At one level this is the systemic failure of a system and at another level it is theft by the few from the many.

US author David Rothkopf, a former member of the Clinton administration, last March published his controversial book Superclass - The Global Power Elite and the World They Are Making. The book argues that the world's six billion people are governed by an elite superclass of 6,000 individuals. This superclass, he argued, has helped create complex financial instruments that replaced currency as the primary repositories of "value". These are not issued by governments, most are not regulated, and the risks associated with them are hidden. Research among big US institutional investors reveals that over 80 per cent of staff felt their boards did not understand the risks inherent in the portfolios they were responsible for.
The argument that corporate bonds and share certificates had replaced currency as the repositories of value made for interesting debate last March. Today, just eight months later, events have rubbished it. Currencies, particularly the US dollar and the euro, and government bonds in those currencies are where liquid wealth now finds refuge. Banks refuse to lend to other banks, but are relieved to lend to governments and central banks even when the return on such loans is close to, or below, zero.

Dataset content:
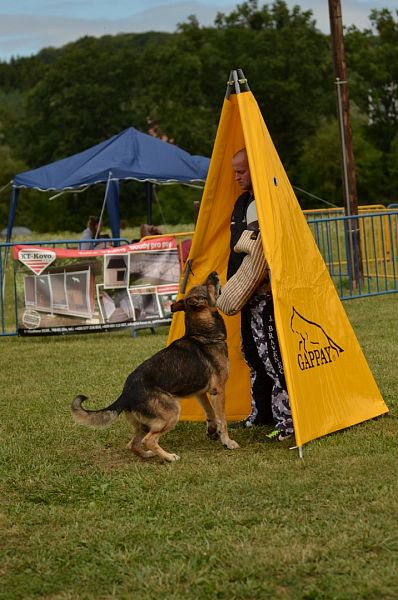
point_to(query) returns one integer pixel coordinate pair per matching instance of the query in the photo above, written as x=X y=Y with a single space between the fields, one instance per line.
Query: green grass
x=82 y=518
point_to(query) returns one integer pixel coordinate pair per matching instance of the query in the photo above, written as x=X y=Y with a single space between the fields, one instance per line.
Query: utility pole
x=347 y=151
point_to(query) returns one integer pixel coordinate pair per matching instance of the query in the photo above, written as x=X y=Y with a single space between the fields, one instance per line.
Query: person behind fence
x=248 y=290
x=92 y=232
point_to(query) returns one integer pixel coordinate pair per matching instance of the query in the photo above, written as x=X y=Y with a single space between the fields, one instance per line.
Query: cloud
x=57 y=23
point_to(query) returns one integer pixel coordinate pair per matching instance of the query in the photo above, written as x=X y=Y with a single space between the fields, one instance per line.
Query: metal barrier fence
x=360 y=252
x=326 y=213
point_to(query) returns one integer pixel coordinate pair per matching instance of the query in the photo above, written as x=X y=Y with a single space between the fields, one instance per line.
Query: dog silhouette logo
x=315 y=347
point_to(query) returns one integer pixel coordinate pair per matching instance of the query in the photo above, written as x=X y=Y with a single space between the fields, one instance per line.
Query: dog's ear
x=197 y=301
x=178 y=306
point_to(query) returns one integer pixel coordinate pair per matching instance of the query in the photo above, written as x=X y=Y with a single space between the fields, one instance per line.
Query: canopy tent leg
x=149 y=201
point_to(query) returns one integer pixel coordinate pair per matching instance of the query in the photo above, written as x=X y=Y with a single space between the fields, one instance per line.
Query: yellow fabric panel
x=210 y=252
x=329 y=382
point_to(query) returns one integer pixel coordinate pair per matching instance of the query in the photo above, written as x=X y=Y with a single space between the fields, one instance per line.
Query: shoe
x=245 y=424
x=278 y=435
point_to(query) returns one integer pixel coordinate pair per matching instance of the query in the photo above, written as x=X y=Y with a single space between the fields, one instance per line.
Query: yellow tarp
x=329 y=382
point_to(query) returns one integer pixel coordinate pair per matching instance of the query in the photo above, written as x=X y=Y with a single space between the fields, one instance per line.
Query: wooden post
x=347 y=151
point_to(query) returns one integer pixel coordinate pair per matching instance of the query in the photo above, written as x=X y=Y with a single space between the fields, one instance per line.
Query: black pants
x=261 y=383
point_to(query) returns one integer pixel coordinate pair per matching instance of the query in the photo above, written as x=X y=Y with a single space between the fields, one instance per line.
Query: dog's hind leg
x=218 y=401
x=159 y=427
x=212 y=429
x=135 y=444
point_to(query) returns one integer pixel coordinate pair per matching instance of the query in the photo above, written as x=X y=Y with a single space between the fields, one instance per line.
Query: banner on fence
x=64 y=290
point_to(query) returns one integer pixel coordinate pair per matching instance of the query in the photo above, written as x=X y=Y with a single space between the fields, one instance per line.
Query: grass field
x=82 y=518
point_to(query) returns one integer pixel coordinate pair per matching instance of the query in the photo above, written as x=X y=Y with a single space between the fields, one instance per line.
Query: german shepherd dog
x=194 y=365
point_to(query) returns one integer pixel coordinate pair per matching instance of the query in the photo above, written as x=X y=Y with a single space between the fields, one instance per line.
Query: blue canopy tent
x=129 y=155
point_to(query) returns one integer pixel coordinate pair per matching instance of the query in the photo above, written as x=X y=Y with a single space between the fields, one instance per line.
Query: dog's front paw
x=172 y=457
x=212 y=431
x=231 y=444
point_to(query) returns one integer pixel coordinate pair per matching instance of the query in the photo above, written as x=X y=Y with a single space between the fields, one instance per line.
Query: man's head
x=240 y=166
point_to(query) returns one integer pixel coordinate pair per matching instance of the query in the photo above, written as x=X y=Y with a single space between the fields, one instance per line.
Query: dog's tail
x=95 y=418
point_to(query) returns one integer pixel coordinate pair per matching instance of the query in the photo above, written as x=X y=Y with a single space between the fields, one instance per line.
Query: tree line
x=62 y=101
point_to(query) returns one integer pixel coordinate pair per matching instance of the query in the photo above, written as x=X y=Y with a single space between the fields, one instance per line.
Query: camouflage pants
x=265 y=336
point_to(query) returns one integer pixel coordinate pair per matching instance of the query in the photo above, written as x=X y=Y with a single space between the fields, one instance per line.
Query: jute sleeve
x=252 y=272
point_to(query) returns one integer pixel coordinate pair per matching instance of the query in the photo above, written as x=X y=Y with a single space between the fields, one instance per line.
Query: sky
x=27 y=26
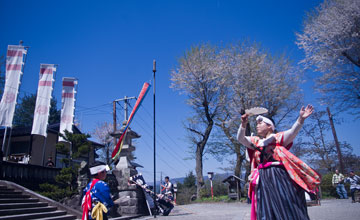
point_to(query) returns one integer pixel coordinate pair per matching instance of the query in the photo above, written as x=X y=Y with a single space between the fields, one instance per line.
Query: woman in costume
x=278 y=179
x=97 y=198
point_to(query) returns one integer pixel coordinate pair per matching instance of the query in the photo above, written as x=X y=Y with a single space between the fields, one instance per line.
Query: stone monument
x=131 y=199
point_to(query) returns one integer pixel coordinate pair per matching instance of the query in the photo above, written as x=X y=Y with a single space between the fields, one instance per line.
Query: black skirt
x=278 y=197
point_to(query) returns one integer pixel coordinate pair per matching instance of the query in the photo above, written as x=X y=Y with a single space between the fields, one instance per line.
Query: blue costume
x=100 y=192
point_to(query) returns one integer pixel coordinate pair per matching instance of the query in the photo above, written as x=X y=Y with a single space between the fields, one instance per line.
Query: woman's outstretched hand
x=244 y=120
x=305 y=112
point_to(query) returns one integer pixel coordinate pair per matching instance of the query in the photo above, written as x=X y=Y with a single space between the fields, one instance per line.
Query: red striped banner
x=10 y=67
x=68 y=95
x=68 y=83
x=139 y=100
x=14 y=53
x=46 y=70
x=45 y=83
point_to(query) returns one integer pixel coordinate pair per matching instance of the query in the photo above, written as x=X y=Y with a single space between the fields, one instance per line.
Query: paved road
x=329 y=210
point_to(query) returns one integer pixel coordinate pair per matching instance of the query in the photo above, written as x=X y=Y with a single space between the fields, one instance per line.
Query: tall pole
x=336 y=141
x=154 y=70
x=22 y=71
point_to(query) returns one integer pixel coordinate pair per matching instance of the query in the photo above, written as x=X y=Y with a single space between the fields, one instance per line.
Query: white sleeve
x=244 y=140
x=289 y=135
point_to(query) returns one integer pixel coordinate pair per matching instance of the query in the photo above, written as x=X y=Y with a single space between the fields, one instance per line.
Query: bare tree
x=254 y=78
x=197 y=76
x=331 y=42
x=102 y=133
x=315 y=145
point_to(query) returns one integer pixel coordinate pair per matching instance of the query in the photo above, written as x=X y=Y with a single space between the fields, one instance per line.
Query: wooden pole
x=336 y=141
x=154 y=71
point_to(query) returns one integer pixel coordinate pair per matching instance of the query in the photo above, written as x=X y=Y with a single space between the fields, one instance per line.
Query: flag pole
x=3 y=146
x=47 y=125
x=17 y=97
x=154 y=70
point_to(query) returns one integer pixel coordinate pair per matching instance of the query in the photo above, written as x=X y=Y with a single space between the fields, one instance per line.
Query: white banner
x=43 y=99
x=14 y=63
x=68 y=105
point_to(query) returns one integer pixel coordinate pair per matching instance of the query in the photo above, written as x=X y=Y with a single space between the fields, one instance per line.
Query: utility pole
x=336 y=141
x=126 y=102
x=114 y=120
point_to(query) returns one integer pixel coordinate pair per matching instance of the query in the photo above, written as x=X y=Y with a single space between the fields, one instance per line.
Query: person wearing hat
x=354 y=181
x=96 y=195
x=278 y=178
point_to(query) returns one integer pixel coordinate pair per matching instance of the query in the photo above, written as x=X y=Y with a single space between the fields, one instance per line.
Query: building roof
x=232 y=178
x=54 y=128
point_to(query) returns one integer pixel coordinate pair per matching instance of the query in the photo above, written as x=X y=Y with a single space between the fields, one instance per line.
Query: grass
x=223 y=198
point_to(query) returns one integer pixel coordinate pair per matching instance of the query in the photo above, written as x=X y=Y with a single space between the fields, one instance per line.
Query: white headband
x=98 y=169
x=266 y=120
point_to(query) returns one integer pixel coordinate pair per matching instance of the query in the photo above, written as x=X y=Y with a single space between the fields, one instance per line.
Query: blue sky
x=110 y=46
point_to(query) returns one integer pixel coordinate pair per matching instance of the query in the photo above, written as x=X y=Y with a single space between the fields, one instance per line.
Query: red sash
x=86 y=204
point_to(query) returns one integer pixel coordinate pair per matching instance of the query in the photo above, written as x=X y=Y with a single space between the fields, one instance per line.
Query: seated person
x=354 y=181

Tasks for this exercise:
#1 Decide whether each statement agrees with the Superclass passage. Answer yes or no, and quote the words of the passage that decide it.
(a) The book claims that the world's six billion people are governed by 6,000 individuals.
(b) Most of the complex financial instruments are regulated.
(c) Banks are now unwilling to lend to governments.
#2 Using the Superclass passage, answer each short question.
(a) When was the book published?
(b) What share of staff believed their boards did not understand the risks in their portfolios?
(c) Which two currencies are named as places where liquid wealth now finds refuge?
#3 Continue the Superclass passage from the point where it stops.

Answers given:
#1
(a) Yes: "the world's six billion people are governed by an elite superclass of 6,000 individuals"
(b) No: "most are not regulated"
(c) No: "are relieved to lend to governments and central banks"

#2
(a) Last March
(b) Over 80 per cent
(c) The US dollar and the euro

#3
Once civilisation moved from barter to currency, monies tended to blend inherent wealth with symbolic guarantees. Babylonian and Egyptian coins were struck in precious metals. The coin was literally worth its weight in gold - a value confirmed by the monarch appearing on the coin.

In the next incarnation, money became a token backed by gold. The coins and notes could, theoretically, be redeemed for their equivalent in gold. This gold standard was amended at the end of the second World War to a system where currencies were convertible into US dollars, while the dollar remained convertible into gold.

The late president Nixon, under pressure to finance the Vietnam war, ended this dollar convertibility in 1971, ushering in floating exchange rates based on perceptions of a country's economic performance and stability. This confidence-based system of value was, briefly, challenged by stock market instruments, but that challenge is now buried in the rubble of Wall Street. State issued currencies, bonds and guarantees are now the only acceptable repository of value. And what stands behind those notes? We, the people. You and me. Now there's a sobering and decidedly non-capitalist thought.

(Tony Kinsella Irish Times today)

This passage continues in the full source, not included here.